**Consigne**. Renvoyez chaque ligne des items qui contient le mot "seagull", en tenant compte de la casse.

____ Données brutes

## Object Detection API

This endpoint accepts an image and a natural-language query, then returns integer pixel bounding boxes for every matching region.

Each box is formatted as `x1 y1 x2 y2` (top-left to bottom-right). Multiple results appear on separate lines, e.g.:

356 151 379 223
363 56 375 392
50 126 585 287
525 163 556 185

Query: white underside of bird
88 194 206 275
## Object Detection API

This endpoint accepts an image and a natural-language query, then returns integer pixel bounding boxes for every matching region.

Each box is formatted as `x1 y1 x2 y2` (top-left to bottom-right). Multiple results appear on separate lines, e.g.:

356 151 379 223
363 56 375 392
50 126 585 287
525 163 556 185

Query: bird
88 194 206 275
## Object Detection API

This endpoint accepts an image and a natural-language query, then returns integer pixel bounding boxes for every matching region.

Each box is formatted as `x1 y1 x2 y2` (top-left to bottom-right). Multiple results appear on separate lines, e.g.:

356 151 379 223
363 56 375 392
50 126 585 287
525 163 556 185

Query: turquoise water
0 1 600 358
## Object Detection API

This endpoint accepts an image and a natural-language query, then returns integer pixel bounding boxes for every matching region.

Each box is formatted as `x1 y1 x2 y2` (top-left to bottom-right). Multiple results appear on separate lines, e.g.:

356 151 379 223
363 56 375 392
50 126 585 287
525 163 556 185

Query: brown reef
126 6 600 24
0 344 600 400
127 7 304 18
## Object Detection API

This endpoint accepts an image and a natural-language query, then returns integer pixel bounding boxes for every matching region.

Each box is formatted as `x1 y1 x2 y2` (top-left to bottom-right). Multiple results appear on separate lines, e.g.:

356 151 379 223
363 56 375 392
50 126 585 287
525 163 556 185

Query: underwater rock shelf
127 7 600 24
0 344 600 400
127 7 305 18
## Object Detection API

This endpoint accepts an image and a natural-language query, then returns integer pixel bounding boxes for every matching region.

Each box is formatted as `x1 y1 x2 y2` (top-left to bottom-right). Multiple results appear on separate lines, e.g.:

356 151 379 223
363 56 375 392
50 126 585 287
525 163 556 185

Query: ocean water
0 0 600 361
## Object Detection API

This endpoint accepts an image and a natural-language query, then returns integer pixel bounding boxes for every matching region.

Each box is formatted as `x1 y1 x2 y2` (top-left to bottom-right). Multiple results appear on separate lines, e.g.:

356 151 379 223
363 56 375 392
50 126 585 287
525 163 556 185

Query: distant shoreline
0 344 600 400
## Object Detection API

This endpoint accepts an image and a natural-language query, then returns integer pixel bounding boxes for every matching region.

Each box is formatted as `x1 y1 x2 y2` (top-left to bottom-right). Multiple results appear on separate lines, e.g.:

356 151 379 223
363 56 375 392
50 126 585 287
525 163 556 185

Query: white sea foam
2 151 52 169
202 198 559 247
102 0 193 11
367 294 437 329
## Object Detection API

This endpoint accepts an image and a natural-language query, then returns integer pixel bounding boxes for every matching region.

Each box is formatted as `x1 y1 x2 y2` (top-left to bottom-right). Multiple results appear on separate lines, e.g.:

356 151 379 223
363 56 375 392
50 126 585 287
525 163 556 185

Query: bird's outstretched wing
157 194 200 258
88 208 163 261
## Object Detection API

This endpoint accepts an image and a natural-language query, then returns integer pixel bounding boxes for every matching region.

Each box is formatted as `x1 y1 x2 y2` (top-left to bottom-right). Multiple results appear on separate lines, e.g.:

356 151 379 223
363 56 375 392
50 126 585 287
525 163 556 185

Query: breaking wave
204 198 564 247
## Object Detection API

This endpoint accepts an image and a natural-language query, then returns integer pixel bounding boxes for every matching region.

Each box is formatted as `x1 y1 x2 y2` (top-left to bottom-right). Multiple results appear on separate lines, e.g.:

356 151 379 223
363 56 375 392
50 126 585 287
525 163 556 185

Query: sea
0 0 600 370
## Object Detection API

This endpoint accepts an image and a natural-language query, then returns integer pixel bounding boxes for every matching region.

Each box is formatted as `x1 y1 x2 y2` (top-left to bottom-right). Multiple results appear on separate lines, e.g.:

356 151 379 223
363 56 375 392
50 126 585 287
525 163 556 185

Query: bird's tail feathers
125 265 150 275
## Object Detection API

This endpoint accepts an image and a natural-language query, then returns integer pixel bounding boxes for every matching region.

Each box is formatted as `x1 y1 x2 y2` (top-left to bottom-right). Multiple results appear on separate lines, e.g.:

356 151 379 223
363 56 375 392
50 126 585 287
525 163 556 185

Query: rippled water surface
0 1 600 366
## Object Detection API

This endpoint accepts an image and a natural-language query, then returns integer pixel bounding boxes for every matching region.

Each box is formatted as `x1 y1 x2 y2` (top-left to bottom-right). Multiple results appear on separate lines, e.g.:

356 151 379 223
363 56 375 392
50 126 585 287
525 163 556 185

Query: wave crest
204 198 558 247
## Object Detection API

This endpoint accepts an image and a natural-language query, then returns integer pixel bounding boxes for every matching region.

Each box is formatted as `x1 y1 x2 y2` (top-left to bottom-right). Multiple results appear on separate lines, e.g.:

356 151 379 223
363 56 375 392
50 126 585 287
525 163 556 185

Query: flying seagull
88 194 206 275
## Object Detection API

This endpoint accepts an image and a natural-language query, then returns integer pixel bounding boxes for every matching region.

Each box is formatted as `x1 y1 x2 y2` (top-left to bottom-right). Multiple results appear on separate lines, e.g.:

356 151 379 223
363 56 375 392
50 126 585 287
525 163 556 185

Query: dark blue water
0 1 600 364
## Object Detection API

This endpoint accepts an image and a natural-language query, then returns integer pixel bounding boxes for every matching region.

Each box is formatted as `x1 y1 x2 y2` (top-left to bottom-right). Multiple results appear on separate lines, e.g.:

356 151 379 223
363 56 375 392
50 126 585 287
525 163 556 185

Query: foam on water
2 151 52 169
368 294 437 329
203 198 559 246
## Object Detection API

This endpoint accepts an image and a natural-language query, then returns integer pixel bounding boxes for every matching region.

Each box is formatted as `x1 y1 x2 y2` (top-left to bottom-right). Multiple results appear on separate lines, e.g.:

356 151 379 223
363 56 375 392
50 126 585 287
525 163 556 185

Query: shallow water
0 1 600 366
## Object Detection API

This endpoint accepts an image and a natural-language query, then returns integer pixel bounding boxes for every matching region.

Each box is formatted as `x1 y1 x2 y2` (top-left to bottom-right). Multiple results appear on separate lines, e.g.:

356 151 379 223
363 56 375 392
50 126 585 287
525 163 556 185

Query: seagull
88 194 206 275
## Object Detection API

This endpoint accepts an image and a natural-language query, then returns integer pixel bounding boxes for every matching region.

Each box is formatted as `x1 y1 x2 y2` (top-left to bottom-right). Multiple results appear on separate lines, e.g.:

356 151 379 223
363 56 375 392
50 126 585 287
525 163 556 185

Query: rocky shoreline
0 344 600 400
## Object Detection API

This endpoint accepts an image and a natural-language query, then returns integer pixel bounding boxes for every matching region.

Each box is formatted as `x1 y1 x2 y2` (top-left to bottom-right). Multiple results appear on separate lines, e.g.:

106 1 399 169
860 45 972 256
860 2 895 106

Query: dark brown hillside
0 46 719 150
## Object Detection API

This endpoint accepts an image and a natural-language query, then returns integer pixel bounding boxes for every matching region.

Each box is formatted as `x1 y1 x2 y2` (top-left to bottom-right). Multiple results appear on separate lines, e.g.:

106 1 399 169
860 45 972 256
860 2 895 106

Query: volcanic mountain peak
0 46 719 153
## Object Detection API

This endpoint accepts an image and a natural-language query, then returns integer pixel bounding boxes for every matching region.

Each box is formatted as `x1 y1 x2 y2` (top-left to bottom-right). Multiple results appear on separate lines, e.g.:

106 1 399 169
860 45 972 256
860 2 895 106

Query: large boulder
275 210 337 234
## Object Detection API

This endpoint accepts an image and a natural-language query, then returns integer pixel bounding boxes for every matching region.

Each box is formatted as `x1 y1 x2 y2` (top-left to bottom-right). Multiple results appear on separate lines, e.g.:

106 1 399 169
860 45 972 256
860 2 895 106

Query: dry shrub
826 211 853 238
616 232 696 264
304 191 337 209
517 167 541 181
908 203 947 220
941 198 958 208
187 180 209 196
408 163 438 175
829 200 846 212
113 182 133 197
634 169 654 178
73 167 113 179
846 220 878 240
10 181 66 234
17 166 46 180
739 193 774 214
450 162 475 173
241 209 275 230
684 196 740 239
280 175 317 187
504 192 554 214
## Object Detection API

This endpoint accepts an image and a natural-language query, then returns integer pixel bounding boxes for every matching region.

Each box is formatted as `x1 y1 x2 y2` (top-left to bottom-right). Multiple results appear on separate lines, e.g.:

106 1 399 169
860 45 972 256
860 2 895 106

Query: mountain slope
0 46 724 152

________

**Réponse complète**.
Query: flying seagull
Query: seagull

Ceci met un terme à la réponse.